## Your assignment:
Copy every line of the records below word for word, changing nothing.

## Data supplied:

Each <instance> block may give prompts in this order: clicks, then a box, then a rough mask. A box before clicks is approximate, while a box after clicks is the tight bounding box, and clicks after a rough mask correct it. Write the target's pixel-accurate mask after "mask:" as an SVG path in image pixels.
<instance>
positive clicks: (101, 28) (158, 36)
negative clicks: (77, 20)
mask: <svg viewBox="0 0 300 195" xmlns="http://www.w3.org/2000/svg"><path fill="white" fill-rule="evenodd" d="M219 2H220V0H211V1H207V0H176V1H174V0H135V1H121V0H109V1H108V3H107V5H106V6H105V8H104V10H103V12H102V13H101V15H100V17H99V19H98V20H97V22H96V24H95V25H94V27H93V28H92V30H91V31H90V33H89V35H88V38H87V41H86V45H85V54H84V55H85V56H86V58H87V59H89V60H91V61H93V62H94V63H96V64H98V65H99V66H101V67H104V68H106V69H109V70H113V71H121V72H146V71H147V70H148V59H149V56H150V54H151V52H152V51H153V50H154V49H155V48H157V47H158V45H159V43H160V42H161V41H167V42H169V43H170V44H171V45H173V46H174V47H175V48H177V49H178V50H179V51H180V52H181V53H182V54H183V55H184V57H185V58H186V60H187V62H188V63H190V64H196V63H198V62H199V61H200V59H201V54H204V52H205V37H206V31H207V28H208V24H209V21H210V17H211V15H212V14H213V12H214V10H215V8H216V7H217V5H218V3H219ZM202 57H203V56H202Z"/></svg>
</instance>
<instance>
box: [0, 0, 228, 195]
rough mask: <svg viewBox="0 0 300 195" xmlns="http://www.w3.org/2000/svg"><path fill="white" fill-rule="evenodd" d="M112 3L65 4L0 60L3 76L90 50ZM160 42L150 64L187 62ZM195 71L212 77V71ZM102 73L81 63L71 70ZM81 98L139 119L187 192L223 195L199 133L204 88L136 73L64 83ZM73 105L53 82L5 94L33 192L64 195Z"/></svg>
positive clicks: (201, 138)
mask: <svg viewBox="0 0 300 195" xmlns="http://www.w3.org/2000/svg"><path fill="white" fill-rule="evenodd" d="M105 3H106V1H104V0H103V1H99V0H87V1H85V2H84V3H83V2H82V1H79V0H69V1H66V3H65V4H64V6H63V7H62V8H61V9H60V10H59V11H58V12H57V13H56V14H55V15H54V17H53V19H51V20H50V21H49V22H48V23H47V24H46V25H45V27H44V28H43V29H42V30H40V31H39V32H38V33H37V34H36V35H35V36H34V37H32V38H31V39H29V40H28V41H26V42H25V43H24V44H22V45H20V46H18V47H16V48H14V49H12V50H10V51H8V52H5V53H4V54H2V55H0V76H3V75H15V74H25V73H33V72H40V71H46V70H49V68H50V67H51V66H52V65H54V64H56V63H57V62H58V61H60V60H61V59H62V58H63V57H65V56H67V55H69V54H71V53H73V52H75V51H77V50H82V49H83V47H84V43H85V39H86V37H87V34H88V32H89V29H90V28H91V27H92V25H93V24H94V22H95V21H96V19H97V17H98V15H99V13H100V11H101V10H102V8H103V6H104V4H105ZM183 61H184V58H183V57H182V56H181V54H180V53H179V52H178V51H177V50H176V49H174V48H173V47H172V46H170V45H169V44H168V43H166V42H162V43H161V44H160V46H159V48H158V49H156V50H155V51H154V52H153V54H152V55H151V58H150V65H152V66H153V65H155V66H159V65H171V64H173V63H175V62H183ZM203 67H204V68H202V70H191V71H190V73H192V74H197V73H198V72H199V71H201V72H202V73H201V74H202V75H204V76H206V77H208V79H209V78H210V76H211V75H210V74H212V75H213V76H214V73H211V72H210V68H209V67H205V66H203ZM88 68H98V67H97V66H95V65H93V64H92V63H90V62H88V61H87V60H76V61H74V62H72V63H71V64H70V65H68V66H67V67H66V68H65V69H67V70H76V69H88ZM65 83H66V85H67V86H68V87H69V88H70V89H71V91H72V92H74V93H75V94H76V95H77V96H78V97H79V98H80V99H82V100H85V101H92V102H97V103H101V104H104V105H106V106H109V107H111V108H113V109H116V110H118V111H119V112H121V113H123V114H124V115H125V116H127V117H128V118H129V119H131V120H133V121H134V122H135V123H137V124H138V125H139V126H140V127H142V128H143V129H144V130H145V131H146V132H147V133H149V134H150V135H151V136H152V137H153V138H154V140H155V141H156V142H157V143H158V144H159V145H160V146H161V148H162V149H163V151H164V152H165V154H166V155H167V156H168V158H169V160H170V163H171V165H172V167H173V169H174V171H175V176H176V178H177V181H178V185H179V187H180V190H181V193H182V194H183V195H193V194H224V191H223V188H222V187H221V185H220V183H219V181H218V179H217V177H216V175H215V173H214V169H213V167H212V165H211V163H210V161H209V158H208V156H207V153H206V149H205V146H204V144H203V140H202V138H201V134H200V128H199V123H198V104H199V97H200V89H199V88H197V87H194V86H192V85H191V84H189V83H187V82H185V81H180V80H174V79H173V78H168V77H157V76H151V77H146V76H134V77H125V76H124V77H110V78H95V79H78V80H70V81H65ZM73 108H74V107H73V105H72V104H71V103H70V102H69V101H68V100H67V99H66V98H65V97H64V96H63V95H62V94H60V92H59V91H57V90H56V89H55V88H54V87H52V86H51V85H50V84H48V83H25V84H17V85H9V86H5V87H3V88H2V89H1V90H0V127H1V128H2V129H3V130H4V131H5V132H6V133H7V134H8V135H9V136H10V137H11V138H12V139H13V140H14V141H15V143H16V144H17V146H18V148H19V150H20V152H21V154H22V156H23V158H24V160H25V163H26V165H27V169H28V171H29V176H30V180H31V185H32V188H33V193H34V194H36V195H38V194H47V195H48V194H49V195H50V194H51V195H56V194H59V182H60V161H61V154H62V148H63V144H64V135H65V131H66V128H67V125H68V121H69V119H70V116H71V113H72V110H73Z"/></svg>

## Answer space:
Each <instance> block may give prompts in this order: clicks, then a box, then a rough mask. A box before clicks is approximate, while a box after clicks is the tight bounding box, and clicks after a rough mask correct it. Write the target's pixel-accurate mask after "mask:" as an SVG path in image pixels.
<instance>
positive clicks: (101, 28) (158, 36)
negative clicks: (77, 20)
mask: <svg viewBox="0 0 300 195" xmlns="http://www.w3.org/2000/svg"><path fill="white" fill-rule="evenodd" d="M219 2H220V0H211V1H207V0H176V1H174V0H135V1H121V0H109V1H108V3H107V5H106V6H105V8H104V10H103V12H102V13H101V15H100V17H99V19H98V20H97V22H96V24H95V25H94V27H93V28H92V30H91V31H90V33H89V35H88V38H87V41H86V45H85V54H84V55H85V56H86V58H87V59H89V60H91V61H93V62H94V63H96V64H98V65H99V66H101V67H104V68H106V69H109V70H113V71H121V72H146V71H147V70H148V59H149V56H150V54H151V52H152V51H153V50H154V49H155V48H157V47H158V45H159V43H160V42H161V41H167V42H169V43H170V44H171V45H173V46H174V47H175V48H177V49H178V50H179V51H180V52H181V53H182V54H183V55H184V57H185V58H186V60H187V62H188V63H190V64H196V63H198V62H199V61H200V59H201V54H204V52H205V37H206V31H207V28H208V24H209V21H210V17H211V15H212V14H213V12H214V10H215V8H216V7H217V5H218V3H219ZM202 57H203V56H202Z"/></svg>
</instance>
<instance>
box: [0, 0, 228, 195]
rough mask: <svg viewBox="0 0 300 195" xmlns="http://www.w3.org/2000/svg"><path fill="white" fill-rule="evenodd" d="M112 3L65 4L0 60L3 76L90 50ZM160 42L150 64L187 62ZM195 71L212 77V71ZM102 73L81 63L71 70ZM81 98L139 119L187 192L223 195L199 133L204 88L136 73L64 83ZM73 105L53 82L5 94L33 192L64 195Z"/></svg>
positive clicks: (201, 138)
mask: <svg viewBox="0 0 300 195" xmlns="http://www.w3.org/2000/svg"><path fill="white" fill-rule="evenodd" d="M105 3H106V1H104V0H103V1H99V0H87V1H85V2H84V3H83V2H82V1H79V0H69V1H66V3H65V4H64V6H63V7H62V8H61V9H60V10H59V11H58V12H57V13H56V14H55V15H54V17H53V19H51V20H50V21H49V22H48V23H47V24H46V25H45V27H44V28H43V29H42V30H40V31H39V32H38V33H37V34H36V35H35V36H34V37H32V38H31V39H29V40H28V41H26V42H25V43H24V44H22V45H20V46H18V47H16V48H14V49H12V50H10V51H8V52H5V53H4V54H2V55H0V76H3V75H15V74H25V73H33V72H40V71H46V70H49V68H50V67H51V66H52V65H54V64H56V63H57V62H58V61H60V60H61V59H62V58H63V57H65V56H67V55H69V54H71V53H73V52H75V51H77V50H82V49H83V47H84V43H85V39H86V37H87V34H88V32H89V29H90V28H91V27H92V25H93V24H94V22H95V21H96V19H97V17H98V15H99V13H100V11H101V10H102V8H103V6H104V4H105ZM183 61H184V58H183V57H182V56H181V54H180V53H179V52H178V51H177V50H176V49H174V48H173V47H172V46H170V45H169V44H168V43H166V42H162V43H161V44H160V46H159V48H158V49H156V50H155V51H154V52H153V54H152V55H151V58H150V65H152V66H153V65H155V66H159V65H171V64H173V63H175V62H183ZM203 67H204V68H202V70H191V71H190V73H192V74H197V73H198V72H199V71H201V72H202V73H201V74H202V75H204V76H206V77H208V79H209V78H210V76H211V75H210V74H212V75H213V76H214V73H211V72H210V68H209V67H205V66H203ZM88 68H98V67H97V66H95V65H93V64H92V63H90V62H88V61H87V60H76V61H74V62H72V63H71V64H70V65H68V66H67V67H66V68H65V69H67V70H76V69H88ZM65 83H66V85H67V86H68V87H69V88H70V89H71V91H72V92H74V93H75V94H76V95H77V96H78V97H79V98H80V99H82V100H85V101H92V102H97V103H101V104H104V105H106V106H109V107H111V108H113V109H116V110H118V111H119V112H121V113H123V114H124V115H125V116H127V117H128V118H129V119H131V120H133V121H134V122H135V123H137V124H138V125H139V126H140V127H142V128H143V129H144V130H145V131H146V132H147V133H149V134H150V135H151V136H152V137H153V138H154V140H155V141H156V142H157V143H158V144H159V145H160V146H161V148H162V149H163V151H164V152H165V154H166V155H167V156H168V158H169V160H170V163H171V165H172V167H173V169H174V171H175V176H176V178H177V181H178V185H179V187H180V190H181V193H182V194H183V195H193V194H224V191H223V188H222V187H221V185H220V183H219V181H218V179H217V177H216V175H215V173H214V169H213V167H212V165H211V163H210V161H209V158H208V156H207V153H206V149H205V146H204V144H203V140H202V138H201V134H200V128H199V123H198V104H199V97H200V89H199V88H197V87H194V86H192V85H191V84H189V83H187V82H185V81H180V80H174V79H173V78H168V77H157V76H151V77H146V76H134V77H125V76H124V77H110V78H95V79H78V80H70V81H65ZM73 108H74V107H73V105H72V104H71V103H70V102H69V101H68V100H67V99H66V98H65V97H64V96H63V95H62V94H60V92H59V91H57V90H56V89H55V88H54V87H52V86H51V85H50V84H48V83H25V84H17V85H9V86H5V87H3V88H2V89H1V90H0V127H1V128H2V129H3V130H4V131H5V132H6V133H7V134H8V135H9V136H10V137H11V138H12V139H13V140H14V141H15V143H16V144H17V146H18V148H19V150H20V152H21V154H22V156H23V158H24V160H25V163H26V165H27V169H28V171H29V176H30V180H31V185H32V188H33V193H34V194H36V195H38V194H47V195H48V194H49V195H50V194H51V195H56V194H59V182H60V161H61V154H62V148H63V144H64V135H65V131H66V128H67V125H68V121H69V119H70V116H71V113H72V110H73Z"/></svg>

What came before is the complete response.